### RECORDS SUPPLIED:

▶

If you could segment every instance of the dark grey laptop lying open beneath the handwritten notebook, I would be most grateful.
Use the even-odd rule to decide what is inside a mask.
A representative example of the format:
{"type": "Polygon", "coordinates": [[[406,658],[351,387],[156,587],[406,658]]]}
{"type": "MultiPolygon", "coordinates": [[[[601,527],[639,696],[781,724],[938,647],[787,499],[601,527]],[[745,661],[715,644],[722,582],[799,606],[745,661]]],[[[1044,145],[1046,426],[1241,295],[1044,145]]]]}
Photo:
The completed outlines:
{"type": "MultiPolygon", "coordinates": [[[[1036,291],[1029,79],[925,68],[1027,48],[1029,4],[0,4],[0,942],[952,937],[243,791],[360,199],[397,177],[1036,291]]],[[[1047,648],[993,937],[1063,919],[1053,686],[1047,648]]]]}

◀
▶

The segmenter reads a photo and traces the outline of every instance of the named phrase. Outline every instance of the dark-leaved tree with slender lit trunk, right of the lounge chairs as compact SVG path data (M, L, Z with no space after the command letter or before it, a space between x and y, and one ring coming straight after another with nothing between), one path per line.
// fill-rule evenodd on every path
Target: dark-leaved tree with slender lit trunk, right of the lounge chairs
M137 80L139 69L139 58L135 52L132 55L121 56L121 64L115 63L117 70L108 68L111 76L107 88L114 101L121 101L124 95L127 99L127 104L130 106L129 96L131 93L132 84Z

◀

### TASK PROMPT:
Scan the material above for the string "instance", returning each line that contains it.

### EXERCISE ANSWER:
If you could segment every instance of the dark grey laptop lying open beneath the handwritten notebook, I would be most grateful.
The segmenter reads a photo and traces the outline of every instance of the named phrase. Outline every instance of the dark-leaved tree with slender lit trunk, right of the lounge chairs as compact SVG path data (M, L, Z with no space after the command letter or before it, a space between x and y, and one ring coming straight after another with nothing between), one path per line.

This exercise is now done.